• _Objective_
Extract from the records below each line that contains the string "handle", treating uppercase and lowercase letters as distinct. Reproduce every such line in full.

• _Records provided_
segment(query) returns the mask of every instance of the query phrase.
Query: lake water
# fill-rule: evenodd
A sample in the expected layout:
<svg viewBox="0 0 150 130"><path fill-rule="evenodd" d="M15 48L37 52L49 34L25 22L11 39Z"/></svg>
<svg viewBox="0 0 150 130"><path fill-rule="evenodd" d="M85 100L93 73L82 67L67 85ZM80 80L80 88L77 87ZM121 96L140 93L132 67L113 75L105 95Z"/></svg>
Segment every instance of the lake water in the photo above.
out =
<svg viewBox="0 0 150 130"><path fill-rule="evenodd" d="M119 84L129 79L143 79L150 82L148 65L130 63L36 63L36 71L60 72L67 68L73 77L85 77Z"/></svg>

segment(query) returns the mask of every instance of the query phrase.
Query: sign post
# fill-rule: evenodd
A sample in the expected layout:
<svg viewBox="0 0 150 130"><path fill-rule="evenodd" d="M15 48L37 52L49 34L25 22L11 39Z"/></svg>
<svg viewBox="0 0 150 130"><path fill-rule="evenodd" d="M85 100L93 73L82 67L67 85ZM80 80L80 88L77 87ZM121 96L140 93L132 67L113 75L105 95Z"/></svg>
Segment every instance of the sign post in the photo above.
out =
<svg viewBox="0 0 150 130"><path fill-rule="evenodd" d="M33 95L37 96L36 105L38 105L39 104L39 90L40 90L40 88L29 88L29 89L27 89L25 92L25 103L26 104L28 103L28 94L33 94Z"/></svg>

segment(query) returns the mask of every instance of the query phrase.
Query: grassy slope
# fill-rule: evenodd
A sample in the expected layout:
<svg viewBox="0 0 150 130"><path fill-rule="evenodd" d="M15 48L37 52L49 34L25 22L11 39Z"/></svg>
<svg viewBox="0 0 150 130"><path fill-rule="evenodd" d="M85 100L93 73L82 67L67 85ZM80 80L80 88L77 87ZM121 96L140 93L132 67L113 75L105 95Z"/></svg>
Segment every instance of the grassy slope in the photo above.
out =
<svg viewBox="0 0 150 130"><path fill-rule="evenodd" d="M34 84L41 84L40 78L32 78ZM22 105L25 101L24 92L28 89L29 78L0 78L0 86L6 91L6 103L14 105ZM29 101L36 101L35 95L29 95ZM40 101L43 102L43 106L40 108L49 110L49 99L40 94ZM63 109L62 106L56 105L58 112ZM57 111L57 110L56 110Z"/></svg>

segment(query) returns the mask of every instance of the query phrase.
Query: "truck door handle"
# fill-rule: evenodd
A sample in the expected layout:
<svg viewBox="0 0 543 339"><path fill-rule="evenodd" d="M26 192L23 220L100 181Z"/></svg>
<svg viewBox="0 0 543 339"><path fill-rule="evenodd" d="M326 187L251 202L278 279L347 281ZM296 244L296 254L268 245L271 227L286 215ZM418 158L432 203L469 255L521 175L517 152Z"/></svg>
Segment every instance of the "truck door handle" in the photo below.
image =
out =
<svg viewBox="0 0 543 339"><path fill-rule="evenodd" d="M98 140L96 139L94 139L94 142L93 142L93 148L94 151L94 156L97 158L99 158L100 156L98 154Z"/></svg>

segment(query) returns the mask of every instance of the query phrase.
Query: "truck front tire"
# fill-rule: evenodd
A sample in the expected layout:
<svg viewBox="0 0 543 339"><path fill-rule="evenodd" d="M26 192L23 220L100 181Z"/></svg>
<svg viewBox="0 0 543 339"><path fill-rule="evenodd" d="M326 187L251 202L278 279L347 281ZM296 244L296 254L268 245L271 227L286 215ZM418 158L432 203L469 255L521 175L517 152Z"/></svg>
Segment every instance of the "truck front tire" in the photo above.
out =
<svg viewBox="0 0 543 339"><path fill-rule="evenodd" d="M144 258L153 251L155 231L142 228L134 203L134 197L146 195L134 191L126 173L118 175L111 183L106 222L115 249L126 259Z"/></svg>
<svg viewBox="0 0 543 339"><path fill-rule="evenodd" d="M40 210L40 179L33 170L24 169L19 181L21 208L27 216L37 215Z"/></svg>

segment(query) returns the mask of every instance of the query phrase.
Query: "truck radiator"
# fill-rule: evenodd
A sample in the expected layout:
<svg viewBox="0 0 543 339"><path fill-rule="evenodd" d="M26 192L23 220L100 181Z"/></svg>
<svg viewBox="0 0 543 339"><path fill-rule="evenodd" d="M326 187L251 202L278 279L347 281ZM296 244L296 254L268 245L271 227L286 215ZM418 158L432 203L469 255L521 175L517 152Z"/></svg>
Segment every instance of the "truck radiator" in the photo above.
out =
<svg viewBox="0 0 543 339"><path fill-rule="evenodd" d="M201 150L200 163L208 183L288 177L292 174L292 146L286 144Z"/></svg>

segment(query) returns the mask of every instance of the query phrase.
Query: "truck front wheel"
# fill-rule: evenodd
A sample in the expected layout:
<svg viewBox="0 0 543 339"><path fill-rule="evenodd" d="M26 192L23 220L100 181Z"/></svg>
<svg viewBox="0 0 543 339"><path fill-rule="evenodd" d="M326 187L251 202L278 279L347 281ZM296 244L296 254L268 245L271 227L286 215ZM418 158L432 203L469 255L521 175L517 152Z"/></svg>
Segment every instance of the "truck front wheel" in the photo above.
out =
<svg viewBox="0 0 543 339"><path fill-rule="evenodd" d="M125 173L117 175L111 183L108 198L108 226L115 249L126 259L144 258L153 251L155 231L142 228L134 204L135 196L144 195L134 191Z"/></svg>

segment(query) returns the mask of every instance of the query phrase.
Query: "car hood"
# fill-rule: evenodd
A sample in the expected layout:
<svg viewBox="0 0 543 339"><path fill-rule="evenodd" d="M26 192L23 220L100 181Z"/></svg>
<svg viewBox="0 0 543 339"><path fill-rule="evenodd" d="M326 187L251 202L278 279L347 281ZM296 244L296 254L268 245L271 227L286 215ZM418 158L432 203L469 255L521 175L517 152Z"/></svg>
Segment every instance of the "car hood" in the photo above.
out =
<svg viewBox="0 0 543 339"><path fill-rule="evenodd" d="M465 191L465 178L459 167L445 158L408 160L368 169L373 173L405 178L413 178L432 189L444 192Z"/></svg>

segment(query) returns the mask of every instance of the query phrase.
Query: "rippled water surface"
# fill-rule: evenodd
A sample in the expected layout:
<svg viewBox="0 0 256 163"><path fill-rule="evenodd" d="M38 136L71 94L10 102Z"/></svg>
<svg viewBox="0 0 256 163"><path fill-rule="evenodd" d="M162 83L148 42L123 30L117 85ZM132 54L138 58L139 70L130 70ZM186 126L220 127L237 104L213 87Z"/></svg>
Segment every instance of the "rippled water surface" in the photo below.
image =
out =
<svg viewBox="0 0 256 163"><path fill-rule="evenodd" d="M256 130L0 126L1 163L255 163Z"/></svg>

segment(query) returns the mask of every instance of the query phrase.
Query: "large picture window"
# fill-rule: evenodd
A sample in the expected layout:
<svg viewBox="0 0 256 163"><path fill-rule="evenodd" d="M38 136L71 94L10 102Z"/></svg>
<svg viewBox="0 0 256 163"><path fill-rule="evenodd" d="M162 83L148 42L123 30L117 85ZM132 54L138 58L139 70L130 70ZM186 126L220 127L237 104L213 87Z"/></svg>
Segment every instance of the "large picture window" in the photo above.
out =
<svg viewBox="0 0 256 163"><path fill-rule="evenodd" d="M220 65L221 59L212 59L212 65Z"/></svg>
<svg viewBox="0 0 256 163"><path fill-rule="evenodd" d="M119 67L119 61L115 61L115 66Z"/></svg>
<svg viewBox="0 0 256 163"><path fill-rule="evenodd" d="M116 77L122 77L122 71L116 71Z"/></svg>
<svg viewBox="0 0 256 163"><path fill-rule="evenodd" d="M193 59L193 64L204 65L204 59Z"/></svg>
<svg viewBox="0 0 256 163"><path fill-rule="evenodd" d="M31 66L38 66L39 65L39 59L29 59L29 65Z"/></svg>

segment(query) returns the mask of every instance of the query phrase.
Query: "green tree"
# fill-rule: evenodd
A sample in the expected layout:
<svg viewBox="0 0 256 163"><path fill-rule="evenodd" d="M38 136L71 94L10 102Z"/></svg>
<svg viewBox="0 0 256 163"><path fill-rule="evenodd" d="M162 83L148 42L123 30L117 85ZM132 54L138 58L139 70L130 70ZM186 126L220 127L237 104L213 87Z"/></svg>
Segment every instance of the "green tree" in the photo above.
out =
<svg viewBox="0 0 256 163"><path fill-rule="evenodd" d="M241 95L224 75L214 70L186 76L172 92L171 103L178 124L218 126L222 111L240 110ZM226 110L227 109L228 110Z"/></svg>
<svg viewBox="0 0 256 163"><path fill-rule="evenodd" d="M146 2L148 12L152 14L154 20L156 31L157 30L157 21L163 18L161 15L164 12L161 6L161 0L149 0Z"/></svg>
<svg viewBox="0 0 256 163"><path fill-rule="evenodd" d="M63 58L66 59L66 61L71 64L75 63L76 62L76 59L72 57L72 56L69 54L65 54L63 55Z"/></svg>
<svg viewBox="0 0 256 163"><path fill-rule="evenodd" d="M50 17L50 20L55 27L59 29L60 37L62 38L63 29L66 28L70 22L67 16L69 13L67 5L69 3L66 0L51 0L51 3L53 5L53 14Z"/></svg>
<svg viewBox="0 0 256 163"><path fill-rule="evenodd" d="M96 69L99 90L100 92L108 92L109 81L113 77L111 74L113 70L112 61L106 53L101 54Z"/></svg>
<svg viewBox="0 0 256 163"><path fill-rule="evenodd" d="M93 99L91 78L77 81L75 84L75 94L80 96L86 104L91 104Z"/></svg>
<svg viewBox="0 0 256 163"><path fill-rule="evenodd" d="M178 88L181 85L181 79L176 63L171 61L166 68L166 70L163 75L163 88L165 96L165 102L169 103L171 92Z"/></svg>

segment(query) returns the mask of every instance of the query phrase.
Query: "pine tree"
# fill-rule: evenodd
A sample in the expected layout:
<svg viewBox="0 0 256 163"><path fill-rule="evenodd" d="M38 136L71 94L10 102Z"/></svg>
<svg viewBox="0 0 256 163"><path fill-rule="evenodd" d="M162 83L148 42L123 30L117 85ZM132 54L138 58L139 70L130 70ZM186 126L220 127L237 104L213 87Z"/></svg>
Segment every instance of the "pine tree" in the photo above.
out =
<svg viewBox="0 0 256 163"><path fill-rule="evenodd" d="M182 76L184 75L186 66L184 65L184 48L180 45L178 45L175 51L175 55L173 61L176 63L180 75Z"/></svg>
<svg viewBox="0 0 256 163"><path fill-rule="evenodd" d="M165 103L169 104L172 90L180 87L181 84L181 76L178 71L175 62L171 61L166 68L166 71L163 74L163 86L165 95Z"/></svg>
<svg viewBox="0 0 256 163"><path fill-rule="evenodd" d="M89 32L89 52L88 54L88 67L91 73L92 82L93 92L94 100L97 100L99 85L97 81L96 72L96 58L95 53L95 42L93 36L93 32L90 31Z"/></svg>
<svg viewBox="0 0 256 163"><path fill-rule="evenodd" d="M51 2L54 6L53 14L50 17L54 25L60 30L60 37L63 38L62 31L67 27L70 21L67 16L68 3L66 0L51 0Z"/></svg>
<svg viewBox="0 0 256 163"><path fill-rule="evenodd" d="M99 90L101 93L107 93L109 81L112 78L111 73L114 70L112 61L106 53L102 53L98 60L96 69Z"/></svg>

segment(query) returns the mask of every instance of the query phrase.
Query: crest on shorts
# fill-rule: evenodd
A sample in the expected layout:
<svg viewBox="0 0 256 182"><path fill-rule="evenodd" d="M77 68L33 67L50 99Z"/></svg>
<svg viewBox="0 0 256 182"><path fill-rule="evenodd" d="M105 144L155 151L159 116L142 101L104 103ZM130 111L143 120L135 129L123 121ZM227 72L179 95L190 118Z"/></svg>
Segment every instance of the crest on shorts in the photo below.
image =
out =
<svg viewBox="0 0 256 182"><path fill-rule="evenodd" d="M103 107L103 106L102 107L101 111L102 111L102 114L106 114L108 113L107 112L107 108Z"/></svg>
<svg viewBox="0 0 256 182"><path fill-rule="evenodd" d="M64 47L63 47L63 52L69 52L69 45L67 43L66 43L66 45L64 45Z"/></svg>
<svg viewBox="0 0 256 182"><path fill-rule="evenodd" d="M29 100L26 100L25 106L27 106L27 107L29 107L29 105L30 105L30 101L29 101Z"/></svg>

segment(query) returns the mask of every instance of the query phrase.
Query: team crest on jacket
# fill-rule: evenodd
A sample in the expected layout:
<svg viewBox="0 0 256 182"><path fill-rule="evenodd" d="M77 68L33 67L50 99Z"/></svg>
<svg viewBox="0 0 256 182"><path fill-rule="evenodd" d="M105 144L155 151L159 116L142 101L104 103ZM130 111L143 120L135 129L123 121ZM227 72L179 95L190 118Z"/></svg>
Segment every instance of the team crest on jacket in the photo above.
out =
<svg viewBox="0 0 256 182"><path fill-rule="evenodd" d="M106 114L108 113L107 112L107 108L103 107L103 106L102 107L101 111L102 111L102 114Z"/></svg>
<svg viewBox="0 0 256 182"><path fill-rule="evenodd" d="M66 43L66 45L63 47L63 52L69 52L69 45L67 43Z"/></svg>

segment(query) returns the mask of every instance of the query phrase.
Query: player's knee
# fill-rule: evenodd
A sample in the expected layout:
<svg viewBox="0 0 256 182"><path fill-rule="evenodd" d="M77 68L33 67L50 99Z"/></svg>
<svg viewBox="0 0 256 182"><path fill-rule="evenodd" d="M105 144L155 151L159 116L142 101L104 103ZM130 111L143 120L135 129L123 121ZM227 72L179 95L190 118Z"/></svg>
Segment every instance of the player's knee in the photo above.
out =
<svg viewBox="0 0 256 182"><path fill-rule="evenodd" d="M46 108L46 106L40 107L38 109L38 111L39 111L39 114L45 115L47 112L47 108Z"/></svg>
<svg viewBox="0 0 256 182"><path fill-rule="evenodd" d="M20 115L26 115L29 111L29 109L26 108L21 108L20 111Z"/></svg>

• _Result for this task_
Query: "truck door handle"
Segment every instance of the "truck door handle" in the photo below.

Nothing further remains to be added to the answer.